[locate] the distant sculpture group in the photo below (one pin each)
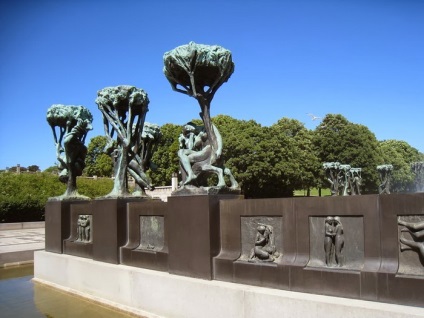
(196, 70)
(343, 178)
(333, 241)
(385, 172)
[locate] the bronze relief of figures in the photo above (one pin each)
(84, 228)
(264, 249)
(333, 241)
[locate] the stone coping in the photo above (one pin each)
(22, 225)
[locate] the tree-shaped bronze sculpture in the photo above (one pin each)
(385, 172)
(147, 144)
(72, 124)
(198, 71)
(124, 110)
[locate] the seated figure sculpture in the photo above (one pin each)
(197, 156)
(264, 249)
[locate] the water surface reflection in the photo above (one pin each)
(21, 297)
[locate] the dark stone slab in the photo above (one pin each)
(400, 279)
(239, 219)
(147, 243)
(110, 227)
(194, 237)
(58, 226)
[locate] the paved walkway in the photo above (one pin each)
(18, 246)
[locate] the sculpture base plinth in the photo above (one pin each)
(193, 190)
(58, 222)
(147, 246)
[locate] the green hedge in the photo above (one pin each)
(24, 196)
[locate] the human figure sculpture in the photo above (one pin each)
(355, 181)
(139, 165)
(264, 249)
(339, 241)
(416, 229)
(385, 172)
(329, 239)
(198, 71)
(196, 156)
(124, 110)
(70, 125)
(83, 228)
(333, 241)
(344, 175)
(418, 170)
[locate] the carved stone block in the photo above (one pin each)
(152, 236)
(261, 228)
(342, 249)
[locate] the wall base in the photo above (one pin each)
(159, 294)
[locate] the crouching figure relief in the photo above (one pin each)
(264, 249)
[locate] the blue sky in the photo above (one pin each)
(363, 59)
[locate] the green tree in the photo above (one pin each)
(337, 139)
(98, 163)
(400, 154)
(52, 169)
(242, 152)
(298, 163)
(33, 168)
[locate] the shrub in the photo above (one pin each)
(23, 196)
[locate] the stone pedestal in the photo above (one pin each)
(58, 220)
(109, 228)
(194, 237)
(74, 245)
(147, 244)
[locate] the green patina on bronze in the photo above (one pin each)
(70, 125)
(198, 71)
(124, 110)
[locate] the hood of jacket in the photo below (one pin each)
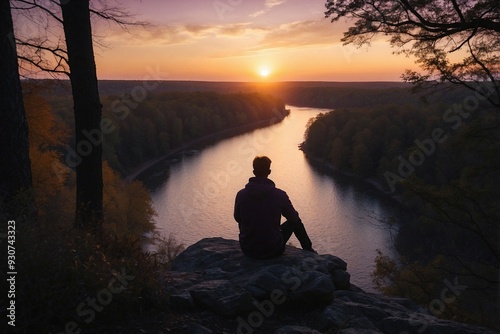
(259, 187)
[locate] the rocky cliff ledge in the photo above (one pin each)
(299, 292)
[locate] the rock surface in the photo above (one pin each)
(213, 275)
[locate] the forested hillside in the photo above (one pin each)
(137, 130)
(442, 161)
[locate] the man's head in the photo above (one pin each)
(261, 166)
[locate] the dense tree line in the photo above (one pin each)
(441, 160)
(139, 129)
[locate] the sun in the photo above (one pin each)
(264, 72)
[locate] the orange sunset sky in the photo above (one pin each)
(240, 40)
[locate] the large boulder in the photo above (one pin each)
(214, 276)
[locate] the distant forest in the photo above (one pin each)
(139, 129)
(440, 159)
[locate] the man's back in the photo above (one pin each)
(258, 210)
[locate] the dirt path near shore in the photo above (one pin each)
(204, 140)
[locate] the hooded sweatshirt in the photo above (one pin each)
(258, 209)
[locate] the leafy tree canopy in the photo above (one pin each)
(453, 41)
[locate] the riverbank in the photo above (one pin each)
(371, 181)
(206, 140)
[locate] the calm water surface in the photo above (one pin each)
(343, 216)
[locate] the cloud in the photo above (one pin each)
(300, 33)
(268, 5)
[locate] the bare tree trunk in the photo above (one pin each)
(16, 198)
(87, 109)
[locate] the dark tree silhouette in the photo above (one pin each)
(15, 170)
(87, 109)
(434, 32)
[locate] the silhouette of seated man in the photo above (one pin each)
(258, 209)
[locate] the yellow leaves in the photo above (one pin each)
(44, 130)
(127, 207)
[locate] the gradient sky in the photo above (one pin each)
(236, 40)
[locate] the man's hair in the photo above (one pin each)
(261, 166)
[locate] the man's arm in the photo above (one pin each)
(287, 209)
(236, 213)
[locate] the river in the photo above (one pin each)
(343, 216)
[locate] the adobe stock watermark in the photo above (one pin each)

------------------------------------------------

▶ **Exercise instructions**:
Copy all of the records above line for line without changing anything, and leave the pictures out of your copy.

▶ **Completed exercise**:
[locate] the distant sculpture group in the photo below (one pin each)
(196, 70)
(343, 178)
(333, 241)
(385, 172)
[locate] the bronze relief of figures in the photo above (one pin each)
(84, 228)
(264, 249)
(333, 241)
[locate] the stone coping in the photo above (one pin each)
(22, 225)
[locate] the tree-shaped bronze sculpture in the photo above (one pin each)
(385, 172)
(147, 144)
(72, 124)
(198, 71)
(124, 110)
[locate] the seated figure sculpture in the photo above (one pin each)
(197, 156)
(264, 249)
[locate] the water surface reflection in the photo above (one pin each)
(21, 297)
[locate] the dark stone slab in the photo above (one pin each)
(400, 279)
(239, 219)
(147, 243)
(110, 227)
(194, 237)
(58, 226)
[locate] the paved walkway in the photo above (one pin each)
(18, 246)
[locate] the sculpture base plinth in the photo above (one pin each)
(193, 190)
(58, 222)
(147, 246)
[locate] the green hedge in the photo above (one pin each)
(24, 196)
[locate] the human figure sculpture in the photo above (one pin each)
(355, 181)
(139, 165)
(264, 249)
(339, 241)
(416, 229)
(385, 172)
(329, 239)
(198, 71)
(196, 156)
(124, 110)
(70, 125)
(83, 228)
(333, 241)
(344, 175)
(418, 170)
[locate] the carved stone block in the photo above (one pin each)
(152, 236)
(261, 228)
(342, 249)
[locate] the wall base in the photo above (one pin each)
(159, 294)
[locate] the crouching figure relief in the photo above (one pin each)
(264, 249)
[locate] the blue sky in the photo above (one pin each)
(363, 59)
[locate] the green tree in the photo above (one pin each)
(337, 139)
(98, 163)
(400, 154)
(52, 169)
(242, 152)
(298, 163)
(33, 168)
[locate] the shrub in the photo above (one pin each)
(23, 196)
[locate] the stone pedestal in the photo above (one pin each)
(58, 220)
(109, 228)
(194, 237)
(74, 245)
(147, 244)
[locate] the green patina on bronze in the photo above (one pin each)
(70, 125)
(198, 71)
(124, 110)
[locate] the hood of jacket in the photo below (one pin each)
(259, 187)
[locate] the rocky cliff ledge in the photo above (one pin each)
(299, 292)
[locate] the rock surface in the photo above (one pin each)
(213, 275)
[locate] the forested hillside in the photo above (one pin each)
(137, 130)
(442, 161)
[locate] the man's head in the photo above (one pin each)
(261, 166)
[locate] the dense tree line in the photo above (one pin each)
(441, 160)
(139, 129)
[locate] the sun in the photo above (one pin each)
(264, 72)
[locate] the orange sunset sky in the photo above (one pin each)
(240, 40)
[locate] the large boulder in the photo above (one pin each)
(214, 276)
[locate] the distant forest in the photo above (one pin each)
(139, 129)
(440, 159)
[locate] the man's back in the photo above (one pin each)
(258, 210)
[locate] the dirt path near shore in the photo above (one pin each)
(204, 140)
[locate] the hooded sweatshirt in the photo above (one pin each)
(258, 209)
[locate] the leafy tree canopy in the photo above (one pin each)
(453, 41)
[locate] the riverbank in the photo above (one pin each)
(371, 181)
(206, 140)
[locate] the calm water surface in the photo above (one pin each)
(343, 216)
[locate] the cloud in the photo above (one pin each)
(300, 33)
(268, 5)
[locate] the bare tree trunk in the photo above (one pin each)
(16, 198)
(87, 109)
[locate] the dark tree silhouette in the photo above (one pin each)
(15, 170)
(87, 109)
(434, 32)
[locate] the silhouette of seated man in the photo above (one pin each)
(258, 209)
[locate] the yellow leaves in the photo above (one pin each)
(44, 130)
(127, 207)
[locate] the gradient sky in the photo above (one pin each)
(236, 40)
[locate] the man's hair in the photo above (one pin each)
(261, 166)
[locate] the man's arm in the photo above (one pin each)
(287, 209)
(236, 213)
[locate] the river in the photo above (one pin each)
(343, 216)
[locate] the adobe stock watermark in the photo above (one pin each)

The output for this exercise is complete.